- _PASSAGE PROVIDED_:
━━━━━━━━━━━━━━━━

The Commission, using an hourly wage rate of $310 for in-house legal counsel, estimates that the total annual cost of the hour burden imposed by the notice provision under rule 35d-1 is $148,800 (480 [annual hour burden] x $310 [hourly wage rate]).6

13. Estimate of Total Annual Cost Burden

We estimate that rule 35d-1 will not impose any burdens other than those discussed in item 12 above.

14. Estimate of Cost to the Federal Government

We expect any burdens to the federal government as a result of the notice policy provision to be minimal and do not expect an increase in staff time or annual operating costs in connection with this collection of information requirements.

15. Explanation of Changes In Burden

Not applicable.

16. Information Collection Planned for Statistical Purposes


Not applicable.

17. Approval to not Display Expiration Date


Not applicable.


18. Exceptions to Certification Statement

Not applicable.

B. Collection Of Information Employing Statistical Methods


Not applicable.

1 See S. Rep. No. 293, 104th Cong., 2d Sess. 8-9 (1996).


2 Investment Company Act Rel. No. 24828 (Jan. 17, 2001) [66 FR 8509 (Feb.1, 2001)] (Adopting Release). Investment Company Rel. No. 24828A (Mar. 8, 2001) [66 FR 14828 (Mar. 14, 2001)] (Technical Correction).


3 See generally “Investor Protection: Tips from an SEC Insider,” Remarks by Arthur Levitt, Chairman, SEC, before the Investors’ Town Meeting at the Houstonian Hotel, Washington, D.C. (Apr. 12, 1995) (“An informed investor looks beyond the packaging of a fund, and also sees what’s inside.”); “The SEC and the Mutual Fund Industry: An Enlightened Partnership,” Remarks by Arthur Levitt, Chairman, SEC, before the General Membership Meeting of the Investment Company Institute at the Washington Hilton Hotel, Washington, D.C. (May 19, 1995) (“some fund names can leave investors with the wrong impression about [the fund’s] safety.”).

━━━━━━━━━━━━━━━━

- _MATERIAL SHOWN_:
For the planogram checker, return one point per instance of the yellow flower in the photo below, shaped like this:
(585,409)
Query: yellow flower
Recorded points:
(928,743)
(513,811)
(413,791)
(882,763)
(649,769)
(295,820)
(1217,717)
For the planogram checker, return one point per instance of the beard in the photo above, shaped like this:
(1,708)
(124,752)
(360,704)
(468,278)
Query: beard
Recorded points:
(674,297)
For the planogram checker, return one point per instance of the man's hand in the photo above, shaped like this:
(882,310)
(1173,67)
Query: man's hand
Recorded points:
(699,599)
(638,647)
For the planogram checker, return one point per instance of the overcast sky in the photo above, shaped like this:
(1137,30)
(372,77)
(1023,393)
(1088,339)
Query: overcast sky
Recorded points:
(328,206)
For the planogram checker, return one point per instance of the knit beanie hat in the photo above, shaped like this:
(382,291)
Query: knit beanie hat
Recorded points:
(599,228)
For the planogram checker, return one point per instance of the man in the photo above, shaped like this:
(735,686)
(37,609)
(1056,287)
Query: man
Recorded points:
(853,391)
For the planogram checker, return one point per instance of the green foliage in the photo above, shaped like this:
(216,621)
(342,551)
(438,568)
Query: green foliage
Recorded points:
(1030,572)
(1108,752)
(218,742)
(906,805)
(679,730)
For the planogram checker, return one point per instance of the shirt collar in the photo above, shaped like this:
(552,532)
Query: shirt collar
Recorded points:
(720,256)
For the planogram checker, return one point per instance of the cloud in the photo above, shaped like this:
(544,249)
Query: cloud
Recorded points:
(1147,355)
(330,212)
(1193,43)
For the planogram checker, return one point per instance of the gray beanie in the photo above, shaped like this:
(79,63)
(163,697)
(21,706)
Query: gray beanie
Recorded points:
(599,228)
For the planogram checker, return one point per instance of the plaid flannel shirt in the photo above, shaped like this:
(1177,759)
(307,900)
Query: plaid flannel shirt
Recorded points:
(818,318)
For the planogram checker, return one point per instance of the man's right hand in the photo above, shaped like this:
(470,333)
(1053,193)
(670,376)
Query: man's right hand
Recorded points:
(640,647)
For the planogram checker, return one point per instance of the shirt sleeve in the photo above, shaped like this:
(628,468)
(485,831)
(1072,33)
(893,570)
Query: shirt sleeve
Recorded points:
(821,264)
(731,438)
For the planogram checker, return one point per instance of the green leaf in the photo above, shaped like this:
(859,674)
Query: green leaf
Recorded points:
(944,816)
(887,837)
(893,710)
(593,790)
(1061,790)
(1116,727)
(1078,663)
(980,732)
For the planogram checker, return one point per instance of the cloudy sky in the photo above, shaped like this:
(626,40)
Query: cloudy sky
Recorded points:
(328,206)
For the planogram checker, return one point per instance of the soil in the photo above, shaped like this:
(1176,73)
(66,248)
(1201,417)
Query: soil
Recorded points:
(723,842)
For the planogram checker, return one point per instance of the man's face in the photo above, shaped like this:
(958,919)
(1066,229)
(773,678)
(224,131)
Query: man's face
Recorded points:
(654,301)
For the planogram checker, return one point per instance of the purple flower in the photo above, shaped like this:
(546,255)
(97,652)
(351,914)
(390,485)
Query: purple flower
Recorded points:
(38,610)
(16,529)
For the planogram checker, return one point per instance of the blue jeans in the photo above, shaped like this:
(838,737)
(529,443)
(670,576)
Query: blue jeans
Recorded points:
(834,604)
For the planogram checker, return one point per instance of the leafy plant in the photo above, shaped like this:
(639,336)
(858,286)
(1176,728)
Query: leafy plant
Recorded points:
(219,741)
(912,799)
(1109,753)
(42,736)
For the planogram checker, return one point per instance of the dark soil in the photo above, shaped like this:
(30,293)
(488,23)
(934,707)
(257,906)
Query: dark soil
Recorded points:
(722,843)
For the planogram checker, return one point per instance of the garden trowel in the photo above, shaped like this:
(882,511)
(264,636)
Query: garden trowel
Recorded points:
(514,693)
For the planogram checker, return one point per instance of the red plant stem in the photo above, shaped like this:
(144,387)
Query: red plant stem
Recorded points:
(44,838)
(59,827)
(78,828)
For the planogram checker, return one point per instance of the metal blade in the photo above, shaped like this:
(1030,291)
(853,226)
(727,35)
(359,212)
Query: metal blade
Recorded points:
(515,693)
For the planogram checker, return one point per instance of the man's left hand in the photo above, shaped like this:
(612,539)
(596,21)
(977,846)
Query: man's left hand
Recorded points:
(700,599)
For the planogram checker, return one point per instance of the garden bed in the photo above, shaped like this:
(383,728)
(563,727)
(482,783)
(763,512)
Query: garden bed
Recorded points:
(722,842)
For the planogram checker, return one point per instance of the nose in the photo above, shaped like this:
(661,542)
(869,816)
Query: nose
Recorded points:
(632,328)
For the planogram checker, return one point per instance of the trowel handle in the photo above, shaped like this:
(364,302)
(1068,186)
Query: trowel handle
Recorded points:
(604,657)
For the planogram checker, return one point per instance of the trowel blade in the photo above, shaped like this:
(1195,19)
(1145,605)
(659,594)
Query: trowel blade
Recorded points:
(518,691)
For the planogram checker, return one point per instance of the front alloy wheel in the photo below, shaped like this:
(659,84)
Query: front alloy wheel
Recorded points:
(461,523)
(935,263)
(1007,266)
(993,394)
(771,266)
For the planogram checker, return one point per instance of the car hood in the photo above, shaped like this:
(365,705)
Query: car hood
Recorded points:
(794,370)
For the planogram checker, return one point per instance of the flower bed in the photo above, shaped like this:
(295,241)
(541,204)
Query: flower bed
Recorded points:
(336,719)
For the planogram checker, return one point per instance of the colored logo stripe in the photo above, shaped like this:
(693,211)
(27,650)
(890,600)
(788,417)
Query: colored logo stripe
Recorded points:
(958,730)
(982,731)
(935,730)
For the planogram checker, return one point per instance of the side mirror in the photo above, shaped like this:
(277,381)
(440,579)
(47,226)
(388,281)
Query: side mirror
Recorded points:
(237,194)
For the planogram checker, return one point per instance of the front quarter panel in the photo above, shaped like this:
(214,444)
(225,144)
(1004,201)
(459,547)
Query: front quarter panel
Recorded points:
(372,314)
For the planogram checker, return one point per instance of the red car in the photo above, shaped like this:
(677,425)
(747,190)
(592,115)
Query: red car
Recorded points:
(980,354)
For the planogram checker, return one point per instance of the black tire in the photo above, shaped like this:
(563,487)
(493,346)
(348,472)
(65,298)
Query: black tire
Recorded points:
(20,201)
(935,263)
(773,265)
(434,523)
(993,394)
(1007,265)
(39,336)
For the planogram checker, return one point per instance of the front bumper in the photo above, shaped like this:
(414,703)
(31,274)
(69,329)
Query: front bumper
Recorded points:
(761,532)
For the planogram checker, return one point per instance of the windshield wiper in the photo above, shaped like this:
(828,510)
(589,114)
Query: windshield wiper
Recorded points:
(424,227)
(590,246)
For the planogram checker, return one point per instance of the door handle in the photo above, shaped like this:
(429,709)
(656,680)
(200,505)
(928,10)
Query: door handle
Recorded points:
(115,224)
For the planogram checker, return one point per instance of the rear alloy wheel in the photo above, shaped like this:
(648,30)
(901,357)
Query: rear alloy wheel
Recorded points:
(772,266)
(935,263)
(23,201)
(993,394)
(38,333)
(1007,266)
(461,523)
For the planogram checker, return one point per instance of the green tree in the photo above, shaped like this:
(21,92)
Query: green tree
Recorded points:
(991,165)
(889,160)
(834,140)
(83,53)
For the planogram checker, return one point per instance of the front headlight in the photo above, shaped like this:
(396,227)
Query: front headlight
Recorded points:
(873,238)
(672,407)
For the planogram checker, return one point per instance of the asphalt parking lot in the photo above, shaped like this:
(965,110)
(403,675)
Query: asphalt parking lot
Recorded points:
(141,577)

━━━━━━━━━━━━━━━━

- _YOUR TASK_:
Reproduce the rule 35d-1 burden text word for word, everything from "14. Estimate of" down to "of information requirements.".

- _WORKED ANSWER_:
14. Estimate of Cost to the Federal Government

We expect any burdens to the federal government as a result of the notice policy provision to be minimal and do not expect an increase in staff time or annual operating costs in connection with this collection of information requirements.